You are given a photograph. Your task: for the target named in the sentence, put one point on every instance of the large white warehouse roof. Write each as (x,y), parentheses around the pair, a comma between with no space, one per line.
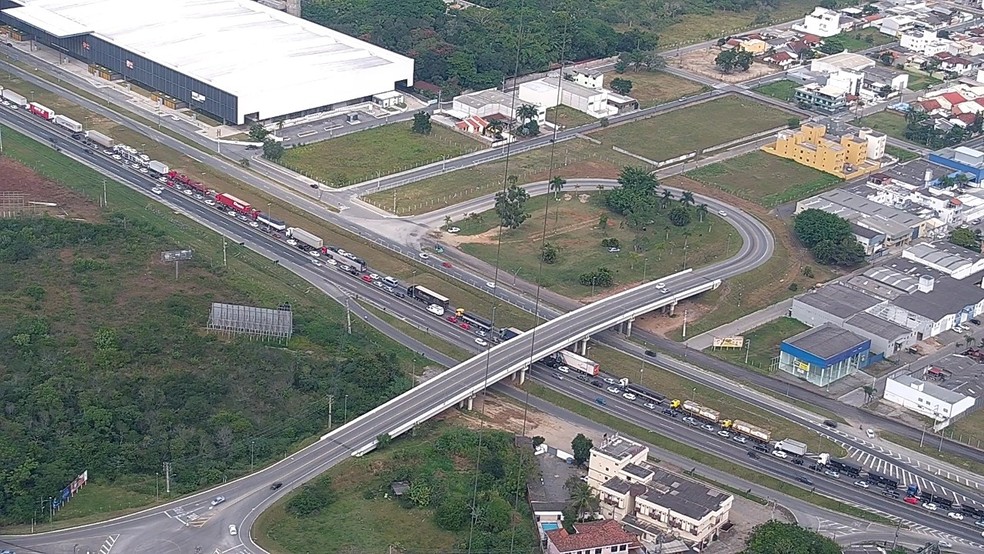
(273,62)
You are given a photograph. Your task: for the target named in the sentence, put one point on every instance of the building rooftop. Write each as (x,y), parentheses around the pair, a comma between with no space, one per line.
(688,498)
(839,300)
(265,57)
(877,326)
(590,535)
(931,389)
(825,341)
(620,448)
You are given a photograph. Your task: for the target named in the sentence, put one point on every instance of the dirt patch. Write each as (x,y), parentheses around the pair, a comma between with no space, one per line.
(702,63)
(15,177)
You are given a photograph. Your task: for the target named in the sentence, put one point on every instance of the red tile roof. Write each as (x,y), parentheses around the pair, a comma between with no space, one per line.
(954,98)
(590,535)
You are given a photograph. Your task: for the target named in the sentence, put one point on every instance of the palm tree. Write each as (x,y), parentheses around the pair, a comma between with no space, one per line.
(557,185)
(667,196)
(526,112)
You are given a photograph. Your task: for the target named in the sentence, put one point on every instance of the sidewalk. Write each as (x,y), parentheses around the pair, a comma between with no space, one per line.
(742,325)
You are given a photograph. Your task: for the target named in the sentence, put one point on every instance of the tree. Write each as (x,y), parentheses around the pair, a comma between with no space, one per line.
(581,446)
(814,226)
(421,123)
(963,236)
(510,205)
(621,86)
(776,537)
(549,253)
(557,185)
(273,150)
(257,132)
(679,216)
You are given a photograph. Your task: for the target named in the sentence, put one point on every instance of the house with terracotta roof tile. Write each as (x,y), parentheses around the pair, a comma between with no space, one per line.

====

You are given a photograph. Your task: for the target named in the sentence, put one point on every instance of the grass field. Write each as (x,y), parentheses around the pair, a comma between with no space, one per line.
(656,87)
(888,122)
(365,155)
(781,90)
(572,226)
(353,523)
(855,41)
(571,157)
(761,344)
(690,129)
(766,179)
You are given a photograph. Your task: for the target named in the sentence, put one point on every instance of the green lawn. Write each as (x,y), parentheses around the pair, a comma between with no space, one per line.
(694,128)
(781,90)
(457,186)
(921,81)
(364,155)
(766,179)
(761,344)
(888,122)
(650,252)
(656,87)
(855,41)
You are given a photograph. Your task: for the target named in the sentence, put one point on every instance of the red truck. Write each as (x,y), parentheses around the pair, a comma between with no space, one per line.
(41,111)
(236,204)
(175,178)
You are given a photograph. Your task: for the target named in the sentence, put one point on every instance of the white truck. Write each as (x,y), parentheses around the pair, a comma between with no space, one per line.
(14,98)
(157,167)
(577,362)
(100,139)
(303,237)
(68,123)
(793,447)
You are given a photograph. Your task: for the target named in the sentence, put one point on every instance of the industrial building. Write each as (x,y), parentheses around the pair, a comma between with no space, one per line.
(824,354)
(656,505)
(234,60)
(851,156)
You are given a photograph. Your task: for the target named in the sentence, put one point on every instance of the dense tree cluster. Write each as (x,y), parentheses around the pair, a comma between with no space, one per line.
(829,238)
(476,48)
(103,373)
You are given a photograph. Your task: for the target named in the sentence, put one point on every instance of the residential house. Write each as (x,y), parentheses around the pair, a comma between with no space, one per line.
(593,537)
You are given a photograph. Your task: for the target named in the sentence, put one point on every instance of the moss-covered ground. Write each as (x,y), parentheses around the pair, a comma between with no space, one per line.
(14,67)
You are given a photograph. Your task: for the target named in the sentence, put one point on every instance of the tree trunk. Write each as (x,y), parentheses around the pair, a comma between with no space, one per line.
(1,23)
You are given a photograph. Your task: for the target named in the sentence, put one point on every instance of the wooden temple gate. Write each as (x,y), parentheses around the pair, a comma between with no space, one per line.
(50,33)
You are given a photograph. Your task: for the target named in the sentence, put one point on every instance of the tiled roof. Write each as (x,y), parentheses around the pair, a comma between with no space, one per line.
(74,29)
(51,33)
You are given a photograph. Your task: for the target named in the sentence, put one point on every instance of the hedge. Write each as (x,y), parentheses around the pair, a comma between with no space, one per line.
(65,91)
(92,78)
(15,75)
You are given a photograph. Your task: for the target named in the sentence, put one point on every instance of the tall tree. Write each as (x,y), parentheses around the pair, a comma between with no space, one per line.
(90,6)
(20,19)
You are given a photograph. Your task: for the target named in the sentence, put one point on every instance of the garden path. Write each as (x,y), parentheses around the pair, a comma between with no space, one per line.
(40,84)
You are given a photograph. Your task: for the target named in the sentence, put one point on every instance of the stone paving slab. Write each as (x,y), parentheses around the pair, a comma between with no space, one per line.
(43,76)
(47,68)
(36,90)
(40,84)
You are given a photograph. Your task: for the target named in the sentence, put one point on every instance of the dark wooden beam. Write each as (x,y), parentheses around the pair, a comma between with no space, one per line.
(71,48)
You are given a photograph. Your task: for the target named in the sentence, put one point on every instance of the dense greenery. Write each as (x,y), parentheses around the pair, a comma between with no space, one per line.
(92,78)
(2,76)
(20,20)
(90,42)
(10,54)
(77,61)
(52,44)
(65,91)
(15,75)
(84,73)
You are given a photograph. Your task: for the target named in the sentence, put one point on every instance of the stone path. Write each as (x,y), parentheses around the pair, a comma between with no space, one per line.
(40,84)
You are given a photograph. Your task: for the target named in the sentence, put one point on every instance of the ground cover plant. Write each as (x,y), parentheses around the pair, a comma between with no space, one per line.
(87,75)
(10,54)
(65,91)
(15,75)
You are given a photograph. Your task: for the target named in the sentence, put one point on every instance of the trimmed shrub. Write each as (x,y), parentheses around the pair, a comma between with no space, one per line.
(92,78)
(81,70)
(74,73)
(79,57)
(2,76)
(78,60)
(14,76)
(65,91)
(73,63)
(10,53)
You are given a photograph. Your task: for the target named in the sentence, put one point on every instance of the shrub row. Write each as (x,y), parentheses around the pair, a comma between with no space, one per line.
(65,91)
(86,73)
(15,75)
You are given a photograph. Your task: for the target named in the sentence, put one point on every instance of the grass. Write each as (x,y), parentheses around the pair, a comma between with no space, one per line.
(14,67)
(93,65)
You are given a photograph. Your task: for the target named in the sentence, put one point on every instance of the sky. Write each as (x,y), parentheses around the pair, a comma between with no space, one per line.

====

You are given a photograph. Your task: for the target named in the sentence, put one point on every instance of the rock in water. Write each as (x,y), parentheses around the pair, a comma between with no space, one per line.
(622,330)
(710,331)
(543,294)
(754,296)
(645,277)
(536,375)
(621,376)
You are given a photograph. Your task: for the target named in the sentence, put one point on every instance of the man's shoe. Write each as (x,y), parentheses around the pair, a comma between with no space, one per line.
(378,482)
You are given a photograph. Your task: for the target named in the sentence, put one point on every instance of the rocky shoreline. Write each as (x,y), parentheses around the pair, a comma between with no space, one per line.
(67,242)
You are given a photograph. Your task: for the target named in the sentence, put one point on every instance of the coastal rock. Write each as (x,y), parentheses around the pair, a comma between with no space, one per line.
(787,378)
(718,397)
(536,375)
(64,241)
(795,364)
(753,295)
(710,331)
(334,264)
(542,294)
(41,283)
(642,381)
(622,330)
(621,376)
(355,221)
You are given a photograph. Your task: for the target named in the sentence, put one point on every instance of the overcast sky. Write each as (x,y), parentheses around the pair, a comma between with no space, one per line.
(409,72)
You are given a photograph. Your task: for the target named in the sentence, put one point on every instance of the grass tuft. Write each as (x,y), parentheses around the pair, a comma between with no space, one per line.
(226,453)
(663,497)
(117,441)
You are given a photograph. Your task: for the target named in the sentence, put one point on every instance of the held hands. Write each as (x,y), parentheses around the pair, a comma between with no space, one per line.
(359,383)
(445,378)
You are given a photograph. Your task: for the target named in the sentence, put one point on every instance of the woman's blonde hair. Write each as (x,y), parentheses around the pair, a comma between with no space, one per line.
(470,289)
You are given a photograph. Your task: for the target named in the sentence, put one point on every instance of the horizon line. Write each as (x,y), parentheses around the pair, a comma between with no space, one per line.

====

## Exercise description
Output the lines above exactly, but only those between the line holding "of the ground" and the line holding "of the sky.", inclusive.

## Exercise response
You are given a photograph. Your task: for the target named in the sentence, put one point on every instance of the ground cover plant. Write each as (x,y), parentheses around the pair, a comma between with no space, one per line.
(87,75)
(10,54)
(65,91)
(15,75)
You are given a photograph. Your task: for the target named in the sentence, put one point on every instance of the trimmed shrub. Write each as (x,y), parentheses around the pair, a comma between with no space, one per line.
(92,78)
(81,70)
(74,73)
(79,57)
(2,76)
(78,60)
(14,76)
(65,91)
(73,63)
(10,53)
You are given a photograph. Your task: for the target named in the sentence, put one point on every instance of the shrub row. Write each as (x,y), parentheses around the pair, a comma between with no space, one per line.
(65,91)
(86,73)
(15,75)
You are given a photograph. Your task: for the target named in the sentence, put one point on every instance of the grass. Write each as (x,y), parentheses around the pair, a comma between with no space, one per line.
(14,67)
(93,65)
You are given a photograph. Your task: for the target named in the sentence, put one point on every instance of the sky. Write each as (x,y), parentheses around the pair, a comma between with no space, one per line.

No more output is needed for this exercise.